As of March 31, 2021, cash and cash equivalents totaled $160.0 million and we had approximately $102.2 million of available borrowing capacity under our Credit Agreement. As of March 31, 2021, the borrowing base under the Credit Agreement was $117.8 million, we had no outstanding borrowings and outstanding letters of credit totaling $15.6 million. As of May 3, 2021, we had no outstanding borrowings, the borrowing base under the Credit Agreement was $119.3 million, the outstanding letters of credit totaled $15.6 million, and the available borrowing capacity under the Credit Agreement was $103.7 million.

Cash Flows

The following table summarizes our cash flows for the periods indicated:

Three months ended March 31, 

Change

    

2021

    

2020

    

Dollars

    

Percentage

(in thousands)

Net cash (used in) provided by operating activities

$

(3,873)

$

46,711

$

(50,584)

(108.3)

%

Net cash used in investing activities

(4,218)

(5,485)

1,267

23.1

%

Net cash used in financing activities

(935)

(6,291)

5,356

85.1

%

Subtotal

(9,026)

34,935

Effect of exchange rate changes on cash and cash equivalents

8

(61)

69

NM

Net (decrease) increase in cash and cash equivalents

$

(9,018)

$

34,874

46

Table of Contents

Analysis of Cash Flow Changes between the Three Months Ended March 31, 2021 and 2020

Operating Activities. Net cash used in operating activities was $3.9 million for the Current Quarter, compared to $46.7 million provided by operating activities in the Prior Quarter. The $50.6 million decrease is primarily due to $31.3 million lower cash from working capital activity. Also impacting the decrease was $19.3 million less cash from the combination of net loss plus non-cash expenses, as we generated higher Prior Quarter revenue and gross profits as the majority of Prior Quarter operations occurred before the sharp decline in demand for the Company’s services due to the COVID-19 pandemic.

Investing Activities. Net cash used in investing activities was $4.2 million for the Current Quarter, compared to $5.5 million for the Prior Quarter. The $1.3 million decrease in net cash used in investing activities was primarily due to a $6.8 million reduction in purchases of property and equipment partially offset by a $3.5 million decrease in proceeds received from sales of property and equipment and a $2.0 million equity method investment.

+++

- [Required action 1]: According to the cash flow excerpt, what was the borrowing base under the Credit Agreement as of March 31, 2021?
- [Required action 2]:
Say whether each statement agrees with the cash flow excerpt, and support each answer with the deciding words from the excerpt.
(a) As of May 3, 2021, the company had outstanding borrowings under the Credit Agreement.
(b) Net cash used in investing activities was $4.2 million for the Current Quarter.
(c) The decrease in cash from operating activities was primarily due to lower cash from working capital activity.
- [Required action 3]: Reproduce everything in the cash flow excerpt from "Investing Activities. Net" down to "equity method investment.".
The point localization data is not needed for this work.

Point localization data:
+++

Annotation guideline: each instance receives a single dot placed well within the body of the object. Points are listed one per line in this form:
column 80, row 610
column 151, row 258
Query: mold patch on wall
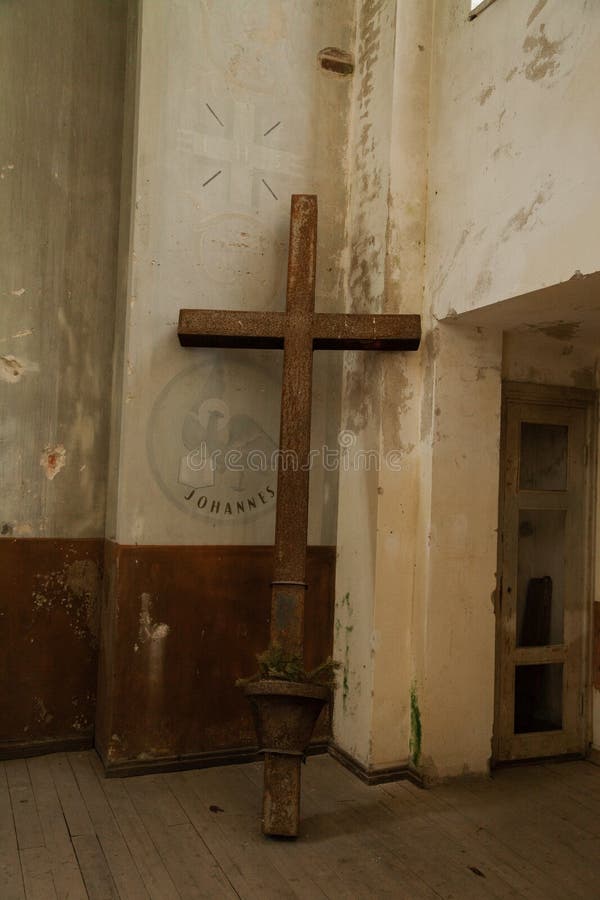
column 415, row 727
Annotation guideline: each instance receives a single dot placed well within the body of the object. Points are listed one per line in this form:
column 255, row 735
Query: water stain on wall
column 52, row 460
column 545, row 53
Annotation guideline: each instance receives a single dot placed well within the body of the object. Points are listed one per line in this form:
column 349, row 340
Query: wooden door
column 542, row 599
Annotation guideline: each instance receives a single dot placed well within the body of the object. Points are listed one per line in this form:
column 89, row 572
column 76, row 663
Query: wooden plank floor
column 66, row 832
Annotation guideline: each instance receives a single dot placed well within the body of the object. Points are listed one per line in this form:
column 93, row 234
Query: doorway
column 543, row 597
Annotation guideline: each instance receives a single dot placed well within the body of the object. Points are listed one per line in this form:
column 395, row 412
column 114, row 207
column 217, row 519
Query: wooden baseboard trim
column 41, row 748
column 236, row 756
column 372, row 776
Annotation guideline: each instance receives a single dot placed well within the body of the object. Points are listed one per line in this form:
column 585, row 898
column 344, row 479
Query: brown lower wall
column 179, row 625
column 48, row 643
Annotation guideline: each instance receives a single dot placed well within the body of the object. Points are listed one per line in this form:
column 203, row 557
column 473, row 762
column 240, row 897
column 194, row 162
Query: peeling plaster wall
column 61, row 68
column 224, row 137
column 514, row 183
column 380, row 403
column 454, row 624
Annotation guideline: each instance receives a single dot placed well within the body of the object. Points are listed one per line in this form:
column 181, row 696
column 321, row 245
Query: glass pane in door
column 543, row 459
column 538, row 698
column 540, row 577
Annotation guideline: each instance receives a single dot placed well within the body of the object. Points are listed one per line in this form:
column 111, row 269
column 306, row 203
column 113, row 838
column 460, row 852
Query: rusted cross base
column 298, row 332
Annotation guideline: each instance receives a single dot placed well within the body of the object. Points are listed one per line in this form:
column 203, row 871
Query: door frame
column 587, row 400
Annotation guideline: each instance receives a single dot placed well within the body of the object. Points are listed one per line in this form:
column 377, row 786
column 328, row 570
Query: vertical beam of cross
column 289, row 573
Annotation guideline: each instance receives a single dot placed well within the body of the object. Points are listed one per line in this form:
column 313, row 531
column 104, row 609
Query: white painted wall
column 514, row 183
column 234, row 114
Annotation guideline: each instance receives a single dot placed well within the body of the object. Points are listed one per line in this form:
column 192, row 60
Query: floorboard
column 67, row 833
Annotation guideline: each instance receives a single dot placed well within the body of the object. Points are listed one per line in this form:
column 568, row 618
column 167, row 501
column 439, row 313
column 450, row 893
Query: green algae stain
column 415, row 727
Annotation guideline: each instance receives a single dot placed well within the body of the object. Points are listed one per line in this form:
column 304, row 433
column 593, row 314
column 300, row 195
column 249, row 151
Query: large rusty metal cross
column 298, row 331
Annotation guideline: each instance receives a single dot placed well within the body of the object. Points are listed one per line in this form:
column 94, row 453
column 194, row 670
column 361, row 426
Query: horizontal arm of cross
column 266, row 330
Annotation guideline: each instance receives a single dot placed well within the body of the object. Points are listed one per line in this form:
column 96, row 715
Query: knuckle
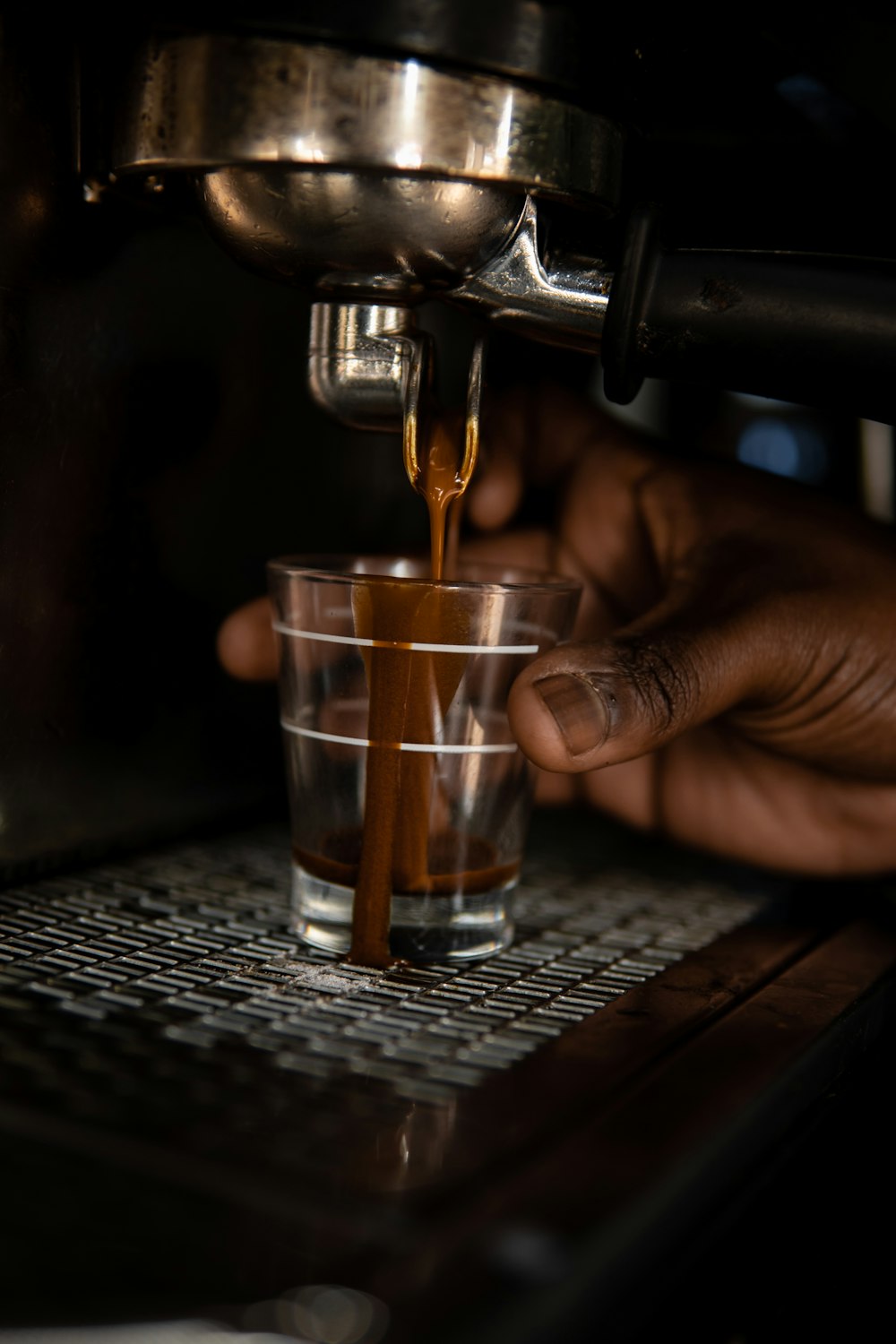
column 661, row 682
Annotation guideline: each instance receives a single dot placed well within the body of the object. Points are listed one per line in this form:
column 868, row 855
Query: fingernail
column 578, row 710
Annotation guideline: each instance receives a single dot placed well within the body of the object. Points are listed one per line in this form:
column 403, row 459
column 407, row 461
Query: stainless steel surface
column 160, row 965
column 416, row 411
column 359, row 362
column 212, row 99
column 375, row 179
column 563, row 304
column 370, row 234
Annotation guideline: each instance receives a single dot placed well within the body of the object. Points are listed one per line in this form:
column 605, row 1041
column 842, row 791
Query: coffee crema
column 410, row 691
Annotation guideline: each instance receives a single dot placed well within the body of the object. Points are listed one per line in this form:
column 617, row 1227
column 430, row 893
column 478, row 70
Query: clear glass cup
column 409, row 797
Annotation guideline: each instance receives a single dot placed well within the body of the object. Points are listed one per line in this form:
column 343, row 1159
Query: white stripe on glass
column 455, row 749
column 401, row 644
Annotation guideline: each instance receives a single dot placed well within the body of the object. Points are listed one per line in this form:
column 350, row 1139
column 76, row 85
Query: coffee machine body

+++

- [Exercise result 1]: $117.8 million.

- [Exercise result 2]:
(a) No: "As of May 3, 2021, we had no outstanding borrowings"
(b) Yes: "Net cash used in investing activities was $4.2 million for the Current Quarter"
(c) Yes: "The $50.6 million decrease is primarily due to $31.3 million lower cash from working capital activity."

- [Exercise result 3]:
Investing Activities. Net cash used in investing activities was $4.2 million for the Current Quarter, compared to $5.5 million for the Prior Quarter. The $1.3 million decrease in net cash used in investing activities was primarily due to a $6.8 million reduction in purchases of property and equipment partially offset by a $3.5 million decrease in proceeds received from sales of property and equipment and a $2.0 million equity method investment.